** WHAT NEEDS TO BE DONE **
Rewrite the lines from the one containing "harbor water in the given photograph." through the one containing "[53,17,96,206]", inclusive, changing "confidence threshold" to "score cutoff" and leaving everything else as it is. Give back only those lines.
-*-
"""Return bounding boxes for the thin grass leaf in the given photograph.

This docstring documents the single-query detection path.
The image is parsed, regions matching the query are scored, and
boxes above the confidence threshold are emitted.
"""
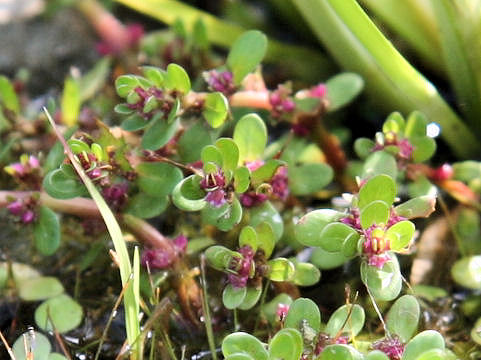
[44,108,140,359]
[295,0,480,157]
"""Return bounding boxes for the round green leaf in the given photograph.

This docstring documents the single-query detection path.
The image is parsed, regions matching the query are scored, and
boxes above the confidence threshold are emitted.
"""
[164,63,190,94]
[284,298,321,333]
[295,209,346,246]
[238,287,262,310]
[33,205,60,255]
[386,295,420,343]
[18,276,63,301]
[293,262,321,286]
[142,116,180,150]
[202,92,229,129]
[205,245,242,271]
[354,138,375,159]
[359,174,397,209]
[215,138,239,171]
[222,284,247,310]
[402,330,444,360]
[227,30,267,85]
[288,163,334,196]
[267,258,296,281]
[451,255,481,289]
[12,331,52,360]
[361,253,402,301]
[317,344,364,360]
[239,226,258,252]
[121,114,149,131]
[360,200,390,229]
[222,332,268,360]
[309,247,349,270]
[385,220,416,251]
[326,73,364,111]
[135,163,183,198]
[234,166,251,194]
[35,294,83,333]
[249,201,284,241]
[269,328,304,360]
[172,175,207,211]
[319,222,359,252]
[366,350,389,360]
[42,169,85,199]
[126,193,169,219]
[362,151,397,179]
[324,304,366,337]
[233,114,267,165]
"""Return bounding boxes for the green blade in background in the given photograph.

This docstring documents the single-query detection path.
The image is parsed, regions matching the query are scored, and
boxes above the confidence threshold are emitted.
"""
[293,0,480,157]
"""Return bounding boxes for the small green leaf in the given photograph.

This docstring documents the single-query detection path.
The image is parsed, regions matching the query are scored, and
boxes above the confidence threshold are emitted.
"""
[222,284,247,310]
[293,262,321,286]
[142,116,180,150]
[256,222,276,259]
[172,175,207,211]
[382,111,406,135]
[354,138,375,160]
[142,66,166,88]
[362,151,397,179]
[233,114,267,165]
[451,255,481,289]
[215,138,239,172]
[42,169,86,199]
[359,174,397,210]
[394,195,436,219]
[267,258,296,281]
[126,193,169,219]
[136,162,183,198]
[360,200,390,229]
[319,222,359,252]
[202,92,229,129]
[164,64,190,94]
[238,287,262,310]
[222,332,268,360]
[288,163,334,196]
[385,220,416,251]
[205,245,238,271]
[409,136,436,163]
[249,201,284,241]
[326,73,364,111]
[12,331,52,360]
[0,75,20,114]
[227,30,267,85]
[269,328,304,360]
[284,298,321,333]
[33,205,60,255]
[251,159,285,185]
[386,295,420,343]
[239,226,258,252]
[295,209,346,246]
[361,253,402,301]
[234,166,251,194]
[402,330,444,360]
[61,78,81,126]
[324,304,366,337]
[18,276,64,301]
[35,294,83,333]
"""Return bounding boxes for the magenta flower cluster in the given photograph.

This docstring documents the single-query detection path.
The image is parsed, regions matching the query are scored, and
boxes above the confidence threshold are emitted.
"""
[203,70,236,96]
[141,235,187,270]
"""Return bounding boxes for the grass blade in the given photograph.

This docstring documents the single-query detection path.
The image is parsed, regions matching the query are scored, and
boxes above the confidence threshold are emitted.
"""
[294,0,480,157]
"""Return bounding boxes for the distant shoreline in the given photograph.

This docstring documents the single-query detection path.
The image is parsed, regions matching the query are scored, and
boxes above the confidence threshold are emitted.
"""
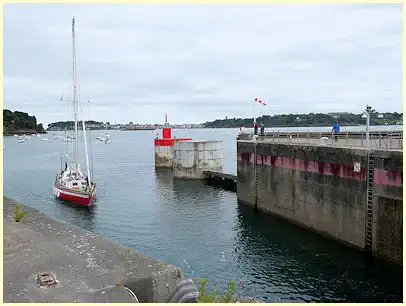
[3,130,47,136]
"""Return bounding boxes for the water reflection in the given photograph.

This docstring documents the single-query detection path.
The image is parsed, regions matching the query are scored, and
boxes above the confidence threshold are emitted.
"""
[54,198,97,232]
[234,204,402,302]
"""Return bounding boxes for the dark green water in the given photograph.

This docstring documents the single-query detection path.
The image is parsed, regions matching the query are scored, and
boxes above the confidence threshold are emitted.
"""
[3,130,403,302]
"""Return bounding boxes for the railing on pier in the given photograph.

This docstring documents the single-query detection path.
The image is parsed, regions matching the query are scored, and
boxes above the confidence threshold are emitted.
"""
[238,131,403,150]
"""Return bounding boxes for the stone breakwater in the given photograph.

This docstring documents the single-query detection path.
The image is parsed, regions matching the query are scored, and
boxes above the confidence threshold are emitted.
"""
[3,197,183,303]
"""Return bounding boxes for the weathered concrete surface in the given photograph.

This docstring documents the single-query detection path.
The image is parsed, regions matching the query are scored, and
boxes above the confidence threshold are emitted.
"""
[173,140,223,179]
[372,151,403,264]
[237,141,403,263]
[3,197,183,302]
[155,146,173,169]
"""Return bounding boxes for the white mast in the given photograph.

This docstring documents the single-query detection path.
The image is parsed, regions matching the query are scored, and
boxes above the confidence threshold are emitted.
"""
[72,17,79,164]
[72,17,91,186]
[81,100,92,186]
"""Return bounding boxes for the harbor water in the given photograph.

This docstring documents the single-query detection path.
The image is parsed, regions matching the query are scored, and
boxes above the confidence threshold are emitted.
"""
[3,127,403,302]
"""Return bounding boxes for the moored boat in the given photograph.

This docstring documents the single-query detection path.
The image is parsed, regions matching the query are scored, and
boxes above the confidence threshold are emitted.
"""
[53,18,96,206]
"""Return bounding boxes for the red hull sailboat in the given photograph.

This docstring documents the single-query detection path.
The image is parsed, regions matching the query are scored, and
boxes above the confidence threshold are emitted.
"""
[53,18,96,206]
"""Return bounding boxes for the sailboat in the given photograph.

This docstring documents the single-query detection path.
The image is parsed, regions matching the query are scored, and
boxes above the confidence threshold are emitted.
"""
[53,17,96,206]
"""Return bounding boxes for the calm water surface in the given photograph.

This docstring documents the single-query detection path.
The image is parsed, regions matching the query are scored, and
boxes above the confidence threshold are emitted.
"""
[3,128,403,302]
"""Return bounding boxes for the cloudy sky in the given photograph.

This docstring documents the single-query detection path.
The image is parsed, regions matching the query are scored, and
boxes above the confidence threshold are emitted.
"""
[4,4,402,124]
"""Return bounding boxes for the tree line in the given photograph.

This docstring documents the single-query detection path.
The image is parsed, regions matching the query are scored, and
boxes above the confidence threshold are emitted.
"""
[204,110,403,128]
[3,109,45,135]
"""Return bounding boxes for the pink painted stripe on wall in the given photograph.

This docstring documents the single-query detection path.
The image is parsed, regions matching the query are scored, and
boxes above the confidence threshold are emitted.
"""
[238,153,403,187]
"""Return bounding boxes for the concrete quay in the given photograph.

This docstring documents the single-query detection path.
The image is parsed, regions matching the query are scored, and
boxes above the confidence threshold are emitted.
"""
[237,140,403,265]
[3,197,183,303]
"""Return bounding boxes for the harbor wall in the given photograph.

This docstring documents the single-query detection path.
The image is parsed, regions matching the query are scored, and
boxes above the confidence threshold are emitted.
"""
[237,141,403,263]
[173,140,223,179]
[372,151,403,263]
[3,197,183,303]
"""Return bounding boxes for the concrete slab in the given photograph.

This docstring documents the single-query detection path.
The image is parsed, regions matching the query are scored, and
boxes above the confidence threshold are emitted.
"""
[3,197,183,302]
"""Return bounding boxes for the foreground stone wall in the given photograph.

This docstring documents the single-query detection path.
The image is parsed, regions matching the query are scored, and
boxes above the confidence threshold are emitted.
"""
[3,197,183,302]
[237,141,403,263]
-*-
** WRITTEN RESPONSE **
"""Return bounding boxes for the harbor water in the given photograph.

This docstring documents the single-query detection path.
The image is parsed, regions matching the query are scored, and
boxes above the score cutoff are emitted.
"""
[3,127,403,302]
"""Return bounding boxes for the moored boat in the given photograph.

This docstring documents the single-query detection path.
The image is parsed, regions matching the query are scored, and
boxes above the score cutoff are emitted.
"""
[53,18,96,206]
"""Return bounding boxes for the red hull sailboat in the given photograph.

This docstring documents the single-query detection path.
The image is parsed, regions matching the query are scored, and
boxes above the score cutoff are emitted.
"""
[53,18,96,206]
"""Return bounding boxes for the sailboat in the given photograph.

This docstring documents the single-query detection path.
The image is parsed, regions matching the query are scored, and
boxes above the score cutoff are emitted.
"""
[53,17,96,206]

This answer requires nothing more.